> [Objective A] In the article on skills sought in information professionals, what did the author look for above all when recruiting a junior trainee information recruitment consultant?

> [Excerpted passage]
* BEGIN *
Skills and qualities currently sought in information professionals  
 
 

The wonderful thing about the recruitment we do in the information sector is that we are dealing with a known quantity. Through networking we know the majority of our clients and we also encounter many of our candidates out and about. We take the time to get to know them through a personal face-to-face interview. Even better we like most of them as well. I have worked with many employers and candidates who have been around as long as I have on more than one job hire, or more than one job move.

I am always asked to comment on key skills in demand. Or how they have changed over the years.

My first instinct is to say that the qualities have not changed at all. But perhaps they have. As some of what we all used to call library skills have developed and taken the once Librarian, (now more likely an Information Manager), out into the organisation as a sales person, marketer, trainer, and IT liaison point, so the list of personal qualities that employers look for has lengthened.

It is very difficult to be specific as each job and each organisation has a different wish list, so I have looked at the different levels of job to give an idea of just what it is that the employers seek.

At the junior end of recruitment, for pre-library school trainees (graduate trainees) an employer is looking for raw material. However, they will certainly want something else for their money (and often it is quite generous money!) The roles of this type that we have recruited this year for the commercial and legal sector have looked for a good education, a sound first degree, an element of ability with MS Office, and top class communication skills. Also an indication that the candidate was genuinely seeking a career in information work and could display a demonstrable interest in it. It goes without saying that the ones who were applying just because it was a job didn't get too far.

I know with my own recruitment recently of a junior trainee information recruitment consultant, the thing I was looking for above all was potential with excellent interpersonal skills.
* END *
> [Stored data entries]
* BEGIN *
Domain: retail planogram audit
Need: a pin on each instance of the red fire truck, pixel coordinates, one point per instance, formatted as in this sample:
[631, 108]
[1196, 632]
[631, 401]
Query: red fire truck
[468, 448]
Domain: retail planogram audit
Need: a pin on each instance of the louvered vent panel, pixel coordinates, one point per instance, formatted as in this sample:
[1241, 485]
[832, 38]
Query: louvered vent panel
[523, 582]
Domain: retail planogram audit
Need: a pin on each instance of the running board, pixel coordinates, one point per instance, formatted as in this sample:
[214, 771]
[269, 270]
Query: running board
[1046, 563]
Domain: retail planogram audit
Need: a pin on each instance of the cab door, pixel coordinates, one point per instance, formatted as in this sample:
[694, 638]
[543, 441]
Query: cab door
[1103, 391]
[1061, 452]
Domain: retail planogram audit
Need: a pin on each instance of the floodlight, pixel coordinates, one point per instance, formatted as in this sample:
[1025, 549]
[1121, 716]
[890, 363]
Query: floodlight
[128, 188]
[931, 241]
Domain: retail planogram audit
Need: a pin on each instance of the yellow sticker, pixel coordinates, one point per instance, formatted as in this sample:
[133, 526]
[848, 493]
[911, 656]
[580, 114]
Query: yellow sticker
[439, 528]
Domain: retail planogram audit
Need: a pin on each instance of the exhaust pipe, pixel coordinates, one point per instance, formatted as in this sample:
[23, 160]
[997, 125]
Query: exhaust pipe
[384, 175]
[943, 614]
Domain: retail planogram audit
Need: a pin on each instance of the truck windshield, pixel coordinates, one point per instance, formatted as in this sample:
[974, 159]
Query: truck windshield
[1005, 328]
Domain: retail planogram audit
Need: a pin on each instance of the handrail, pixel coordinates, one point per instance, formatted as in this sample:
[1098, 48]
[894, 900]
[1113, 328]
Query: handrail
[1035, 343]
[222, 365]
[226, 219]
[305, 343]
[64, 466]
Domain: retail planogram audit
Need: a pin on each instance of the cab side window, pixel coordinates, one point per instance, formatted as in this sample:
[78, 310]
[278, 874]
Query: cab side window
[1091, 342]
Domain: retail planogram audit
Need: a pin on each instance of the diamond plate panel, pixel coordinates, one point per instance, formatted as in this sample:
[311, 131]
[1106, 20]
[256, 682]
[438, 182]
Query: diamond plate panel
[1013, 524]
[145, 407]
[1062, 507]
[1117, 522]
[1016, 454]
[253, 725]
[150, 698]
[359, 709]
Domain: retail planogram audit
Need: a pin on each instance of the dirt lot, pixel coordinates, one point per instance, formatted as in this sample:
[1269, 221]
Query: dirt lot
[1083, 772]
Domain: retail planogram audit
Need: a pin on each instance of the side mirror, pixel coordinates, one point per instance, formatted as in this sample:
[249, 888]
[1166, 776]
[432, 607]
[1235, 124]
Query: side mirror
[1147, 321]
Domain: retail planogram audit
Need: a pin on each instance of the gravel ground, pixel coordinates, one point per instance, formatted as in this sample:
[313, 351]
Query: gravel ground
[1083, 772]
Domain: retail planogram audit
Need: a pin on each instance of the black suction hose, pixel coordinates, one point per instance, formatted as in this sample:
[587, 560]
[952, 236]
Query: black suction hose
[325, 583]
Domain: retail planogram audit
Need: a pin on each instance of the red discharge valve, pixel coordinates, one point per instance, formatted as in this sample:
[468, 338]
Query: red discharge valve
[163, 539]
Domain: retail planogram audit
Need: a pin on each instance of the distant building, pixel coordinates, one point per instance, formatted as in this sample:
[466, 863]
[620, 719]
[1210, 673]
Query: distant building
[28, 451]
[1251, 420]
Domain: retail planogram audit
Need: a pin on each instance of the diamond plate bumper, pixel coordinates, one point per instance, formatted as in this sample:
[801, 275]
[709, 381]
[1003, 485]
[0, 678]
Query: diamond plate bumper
* END *
* BEGIN *
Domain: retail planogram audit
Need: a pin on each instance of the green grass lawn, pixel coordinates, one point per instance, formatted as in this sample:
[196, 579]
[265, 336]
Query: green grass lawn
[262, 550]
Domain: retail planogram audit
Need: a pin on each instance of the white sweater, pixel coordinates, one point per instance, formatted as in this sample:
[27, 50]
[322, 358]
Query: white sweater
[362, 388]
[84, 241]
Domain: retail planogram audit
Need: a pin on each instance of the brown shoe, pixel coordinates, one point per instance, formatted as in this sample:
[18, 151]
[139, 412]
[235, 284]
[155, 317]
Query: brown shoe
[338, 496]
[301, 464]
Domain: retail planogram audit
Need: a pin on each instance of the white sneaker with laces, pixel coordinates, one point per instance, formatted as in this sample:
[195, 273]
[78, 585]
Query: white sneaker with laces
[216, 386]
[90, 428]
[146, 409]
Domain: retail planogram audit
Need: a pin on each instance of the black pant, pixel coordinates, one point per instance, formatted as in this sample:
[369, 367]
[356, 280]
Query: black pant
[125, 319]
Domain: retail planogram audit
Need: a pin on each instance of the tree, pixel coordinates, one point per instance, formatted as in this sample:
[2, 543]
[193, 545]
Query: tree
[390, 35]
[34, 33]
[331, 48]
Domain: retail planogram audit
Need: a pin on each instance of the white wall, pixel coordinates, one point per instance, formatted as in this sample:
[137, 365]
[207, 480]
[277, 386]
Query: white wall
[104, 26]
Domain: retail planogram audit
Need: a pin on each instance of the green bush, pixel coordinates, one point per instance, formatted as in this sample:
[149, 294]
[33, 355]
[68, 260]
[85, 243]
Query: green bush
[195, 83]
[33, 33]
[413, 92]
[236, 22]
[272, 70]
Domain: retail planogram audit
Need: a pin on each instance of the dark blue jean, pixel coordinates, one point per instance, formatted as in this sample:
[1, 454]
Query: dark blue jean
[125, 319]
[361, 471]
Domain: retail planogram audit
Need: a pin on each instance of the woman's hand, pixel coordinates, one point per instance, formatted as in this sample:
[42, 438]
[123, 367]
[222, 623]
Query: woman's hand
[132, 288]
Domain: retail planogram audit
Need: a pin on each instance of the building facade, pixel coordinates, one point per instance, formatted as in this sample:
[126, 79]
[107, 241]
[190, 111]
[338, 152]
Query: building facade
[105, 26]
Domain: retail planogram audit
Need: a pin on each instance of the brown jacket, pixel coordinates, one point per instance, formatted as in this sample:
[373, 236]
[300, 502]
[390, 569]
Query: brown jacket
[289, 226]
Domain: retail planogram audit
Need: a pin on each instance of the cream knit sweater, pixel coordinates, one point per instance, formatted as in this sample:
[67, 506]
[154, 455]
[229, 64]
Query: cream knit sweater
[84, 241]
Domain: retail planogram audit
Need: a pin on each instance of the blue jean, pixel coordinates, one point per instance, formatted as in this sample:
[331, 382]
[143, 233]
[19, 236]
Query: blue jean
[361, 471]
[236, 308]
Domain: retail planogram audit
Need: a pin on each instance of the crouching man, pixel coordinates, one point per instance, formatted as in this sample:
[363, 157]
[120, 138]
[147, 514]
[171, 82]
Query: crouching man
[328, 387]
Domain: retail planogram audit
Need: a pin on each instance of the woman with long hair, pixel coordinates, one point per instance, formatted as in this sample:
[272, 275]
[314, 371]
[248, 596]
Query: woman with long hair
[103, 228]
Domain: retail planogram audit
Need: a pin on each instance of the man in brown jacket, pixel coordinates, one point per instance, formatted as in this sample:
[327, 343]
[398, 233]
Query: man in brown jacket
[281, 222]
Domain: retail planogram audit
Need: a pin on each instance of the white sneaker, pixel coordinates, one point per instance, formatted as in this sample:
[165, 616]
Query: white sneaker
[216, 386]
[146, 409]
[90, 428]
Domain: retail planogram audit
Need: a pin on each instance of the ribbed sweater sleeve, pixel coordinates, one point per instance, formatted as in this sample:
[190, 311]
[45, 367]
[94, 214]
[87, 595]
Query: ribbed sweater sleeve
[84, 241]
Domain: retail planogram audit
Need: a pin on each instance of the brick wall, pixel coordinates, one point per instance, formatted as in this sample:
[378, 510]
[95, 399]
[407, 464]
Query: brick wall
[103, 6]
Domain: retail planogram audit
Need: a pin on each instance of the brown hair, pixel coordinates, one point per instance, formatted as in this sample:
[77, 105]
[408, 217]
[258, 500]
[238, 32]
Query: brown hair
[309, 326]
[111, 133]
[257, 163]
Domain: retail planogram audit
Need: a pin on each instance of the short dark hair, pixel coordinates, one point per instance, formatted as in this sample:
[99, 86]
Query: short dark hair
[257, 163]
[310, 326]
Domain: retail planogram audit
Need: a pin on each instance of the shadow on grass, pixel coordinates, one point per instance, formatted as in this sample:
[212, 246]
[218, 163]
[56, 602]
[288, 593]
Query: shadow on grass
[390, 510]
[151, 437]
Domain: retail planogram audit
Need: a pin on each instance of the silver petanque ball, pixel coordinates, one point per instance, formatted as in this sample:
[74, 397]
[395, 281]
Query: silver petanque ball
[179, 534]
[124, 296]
* END *
> [Objective B] Pull out every line of the records that contains the string "sneaker", and copy each one.

> [Worked solution A] Potential with excellent interpersonal skills.

> [Worked solution B]
Need: a pin on each instance of the white sneaker with laces, pixel coordinates, one point per instance, formatted as in this sample:
Query: white sneaker with laces
Need: a pin on each instance of the white sneaker, pixel coordinates, one point per instance, formatted as in this sample:
Query: white sneaker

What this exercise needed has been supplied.